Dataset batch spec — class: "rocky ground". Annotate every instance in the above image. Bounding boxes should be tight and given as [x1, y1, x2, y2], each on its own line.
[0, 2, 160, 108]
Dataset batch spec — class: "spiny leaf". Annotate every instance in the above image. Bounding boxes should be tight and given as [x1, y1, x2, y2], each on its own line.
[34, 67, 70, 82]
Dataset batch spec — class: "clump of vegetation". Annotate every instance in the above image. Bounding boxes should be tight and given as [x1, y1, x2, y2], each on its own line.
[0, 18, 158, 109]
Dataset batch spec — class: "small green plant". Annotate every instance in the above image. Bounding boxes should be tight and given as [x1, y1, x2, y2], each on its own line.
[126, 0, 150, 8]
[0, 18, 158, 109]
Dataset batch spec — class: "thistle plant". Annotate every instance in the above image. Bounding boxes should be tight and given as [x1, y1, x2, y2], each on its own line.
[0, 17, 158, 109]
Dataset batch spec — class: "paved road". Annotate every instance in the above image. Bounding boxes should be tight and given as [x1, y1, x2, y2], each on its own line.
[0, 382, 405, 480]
==
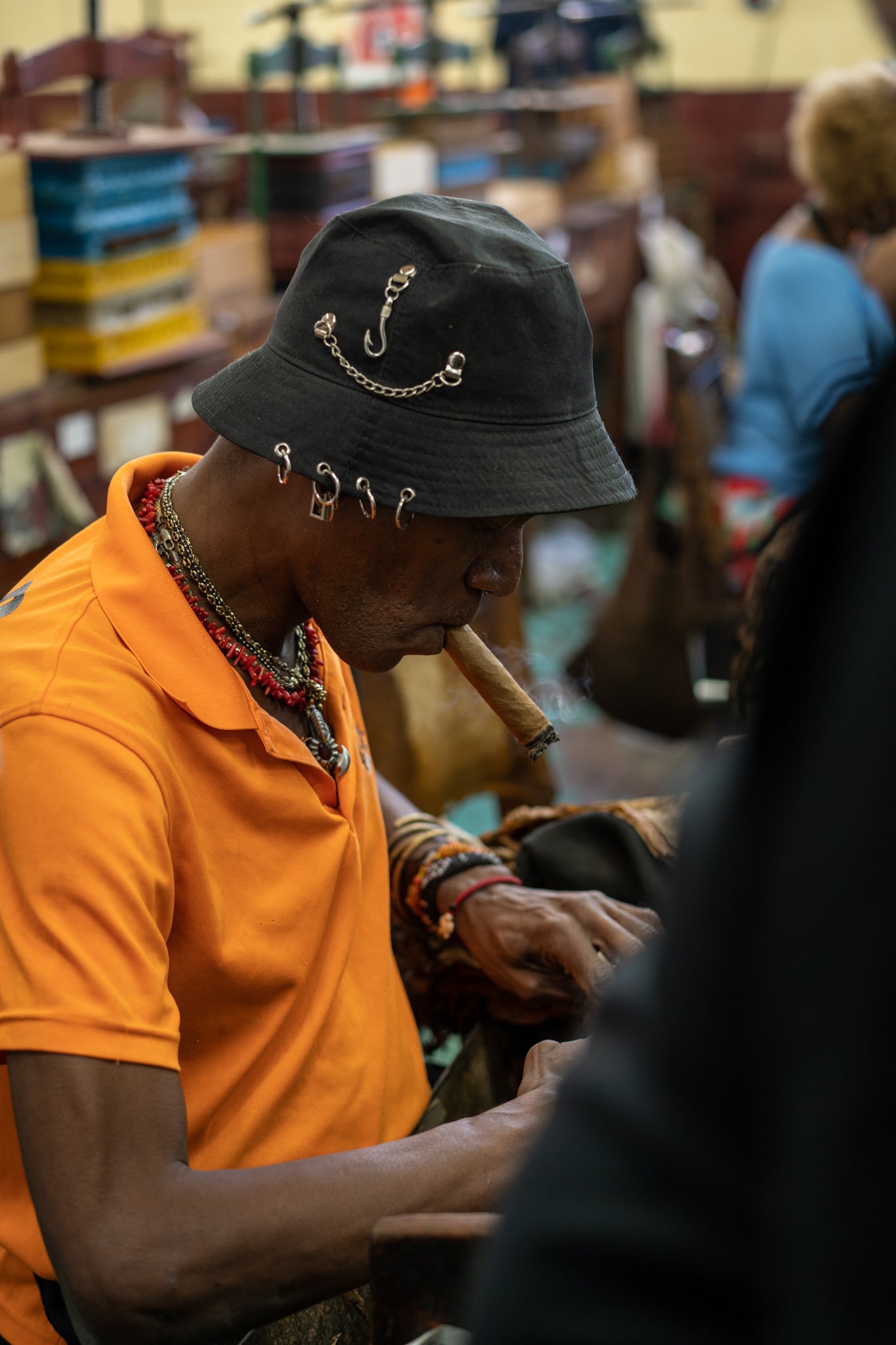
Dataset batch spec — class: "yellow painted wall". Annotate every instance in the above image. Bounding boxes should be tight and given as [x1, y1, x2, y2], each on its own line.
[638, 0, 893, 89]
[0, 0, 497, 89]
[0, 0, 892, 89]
* * *
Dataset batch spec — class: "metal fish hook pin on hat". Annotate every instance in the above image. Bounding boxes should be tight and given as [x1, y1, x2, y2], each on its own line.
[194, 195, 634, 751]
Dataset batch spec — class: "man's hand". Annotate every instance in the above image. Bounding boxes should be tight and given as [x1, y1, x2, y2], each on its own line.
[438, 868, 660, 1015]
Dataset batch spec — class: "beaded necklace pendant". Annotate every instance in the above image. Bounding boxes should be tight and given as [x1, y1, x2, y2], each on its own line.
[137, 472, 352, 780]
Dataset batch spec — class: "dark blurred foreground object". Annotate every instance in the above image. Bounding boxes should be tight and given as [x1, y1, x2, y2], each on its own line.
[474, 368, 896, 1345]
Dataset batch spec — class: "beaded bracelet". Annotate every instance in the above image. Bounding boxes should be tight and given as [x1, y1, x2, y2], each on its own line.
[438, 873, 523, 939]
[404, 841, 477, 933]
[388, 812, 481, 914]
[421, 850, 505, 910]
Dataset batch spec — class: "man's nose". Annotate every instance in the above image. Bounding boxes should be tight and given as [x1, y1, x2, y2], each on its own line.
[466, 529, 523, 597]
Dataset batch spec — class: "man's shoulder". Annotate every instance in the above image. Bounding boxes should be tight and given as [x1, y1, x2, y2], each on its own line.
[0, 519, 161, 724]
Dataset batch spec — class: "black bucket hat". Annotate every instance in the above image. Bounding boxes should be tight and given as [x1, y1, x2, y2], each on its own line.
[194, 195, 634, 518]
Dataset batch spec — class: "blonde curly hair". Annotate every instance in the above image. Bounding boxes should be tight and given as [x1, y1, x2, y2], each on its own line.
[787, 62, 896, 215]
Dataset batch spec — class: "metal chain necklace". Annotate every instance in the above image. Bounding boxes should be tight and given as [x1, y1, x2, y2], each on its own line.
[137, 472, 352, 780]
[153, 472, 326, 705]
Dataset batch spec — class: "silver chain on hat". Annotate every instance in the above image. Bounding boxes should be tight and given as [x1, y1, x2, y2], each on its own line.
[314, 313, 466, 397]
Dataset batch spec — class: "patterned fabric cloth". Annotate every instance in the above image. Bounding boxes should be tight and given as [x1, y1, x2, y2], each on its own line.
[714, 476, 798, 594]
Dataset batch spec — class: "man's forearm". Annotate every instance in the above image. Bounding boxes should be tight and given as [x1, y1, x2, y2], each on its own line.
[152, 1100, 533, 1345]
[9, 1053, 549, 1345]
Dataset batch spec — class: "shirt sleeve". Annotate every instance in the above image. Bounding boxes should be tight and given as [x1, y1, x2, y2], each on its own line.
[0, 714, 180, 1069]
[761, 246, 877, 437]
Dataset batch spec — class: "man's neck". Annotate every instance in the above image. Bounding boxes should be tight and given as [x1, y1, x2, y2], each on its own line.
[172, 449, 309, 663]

### [Task brief]
Tally the lines above in which the word "metal" occurs, and state only the resulting number.

### [Written answer]
2